━━━ Text excerpt

A Carry Queue is queue of N carry variables held within a single integer value of at least N bits.

The main goal of the Carry Queue concept is to minimize the cost of recording carries for a set of variables when compiling unbounded bit stream processing code into block-by-block low-level implementation code. Rather than one separate variable that is saved/restored per carry variable, the carry queue only requires the save and restore of a single integer.

The second advantage of the carry queue concept is to optimize loop control for while loops over unbounded bit streams. If all the carry variables required within the loop are held in the same carry queue, then the loop condition requiring a logical-or combination of these variables can be easily implemented as a mask selection from the carry queue (or just using the carry queue value if no other variables than loop variables are stored within this carry queue).

The third advantage of the carry queue is that a single ADC can be used to both store one carry value and load the next value, replacing a LAHF/SAHF pair of operations.

The technique is this: Let accum be the carry queue variable that we want to hold all the carries. It is initialized to 0. When a carry value is needed from a previous iteration, we arrange that the carry bit is at the high end of the carry accumulator. Then the operation accum = adc(accum, accum) loads the value of this bit into the carry flag and also shifts the remaining values in the carry queue to the left one position, making the next carry variable ready for loading into the carry flag.

━━━━━━

**Written task 1:** Count the lines in the rows below that contain the string "frame", and reply with the number only.

━━━ Extracted data

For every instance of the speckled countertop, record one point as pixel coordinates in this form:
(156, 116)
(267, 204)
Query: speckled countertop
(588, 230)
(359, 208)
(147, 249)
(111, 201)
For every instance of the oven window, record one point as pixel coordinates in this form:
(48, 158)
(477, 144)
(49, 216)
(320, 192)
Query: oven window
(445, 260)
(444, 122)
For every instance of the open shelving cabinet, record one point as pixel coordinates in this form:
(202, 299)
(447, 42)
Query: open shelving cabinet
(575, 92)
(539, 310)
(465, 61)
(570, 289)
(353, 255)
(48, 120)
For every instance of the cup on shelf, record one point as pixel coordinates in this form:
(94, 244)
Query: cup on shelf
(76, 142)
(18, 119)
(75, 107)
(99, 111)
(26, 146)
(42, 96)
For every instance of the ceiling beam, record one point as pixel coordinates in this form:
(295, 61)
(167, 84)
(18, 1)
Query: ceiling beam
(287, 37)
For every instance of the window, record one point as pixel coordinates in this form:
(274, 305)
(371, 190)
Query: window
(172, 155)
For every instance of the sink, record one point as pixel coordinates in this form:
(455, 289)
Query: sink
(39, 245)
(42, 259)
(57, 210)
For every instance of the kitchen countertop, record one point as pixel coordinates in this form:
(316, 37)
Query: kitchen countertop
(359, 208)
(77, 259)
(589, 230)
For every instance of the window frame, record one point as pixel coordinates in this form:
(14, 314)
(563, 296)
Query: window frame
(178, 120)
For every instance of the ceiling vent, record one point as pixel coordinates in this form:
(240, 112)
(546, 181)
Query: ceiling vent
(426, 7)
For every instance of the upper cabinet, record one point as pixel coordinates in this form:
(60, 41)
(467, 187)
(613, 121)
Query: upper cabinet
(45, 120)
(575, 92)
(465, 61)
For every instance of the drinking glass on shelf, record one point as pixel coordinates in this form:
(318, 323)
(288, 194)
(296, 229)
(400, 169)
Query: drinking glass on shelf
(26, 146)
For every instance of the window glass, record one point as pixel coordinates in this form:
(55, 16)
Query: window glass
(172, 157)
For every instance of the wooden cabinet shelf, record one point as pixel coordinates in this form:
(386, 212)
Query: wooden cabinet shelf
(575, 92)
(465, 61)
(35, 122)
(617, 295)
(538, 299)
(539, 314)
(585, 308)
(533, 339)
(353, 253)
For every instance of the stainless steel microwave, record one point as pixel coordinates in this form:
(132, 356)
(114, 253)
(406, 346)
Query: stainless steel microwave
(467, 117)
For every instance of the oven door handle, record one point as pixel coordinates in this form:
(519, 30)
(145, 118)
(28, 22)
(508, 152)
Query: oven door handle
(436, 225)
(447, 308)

━━━━━━

**Written task 2:** From the text on carry queues above, retype the stretch from "The main goal" through "this carry queue)." word for word.

**Worked solution 1:** 2

**Worked solution 2:**
The main goal of the Carry Queue concept is to minimize the cost of recording carries for a set of variables when compiling unbounded bit stream processing code into block-by-block low-level implementation code. Rather than one separate variable that is saved/restored per carry variable, the carry queue only requires the save and restore of a single integer.

The second advantage of the carry queue concept is to optimize loop control for while loops over unbounded bit streams. If all the carry variables required within the loop are held in the same carry queue, then the loop condition requiring a logical-or combination of these variables can be easily implemented as a mask selection from the carry queue (or just using the carry queue value if no other variables than loop variables are stored within this carry queue).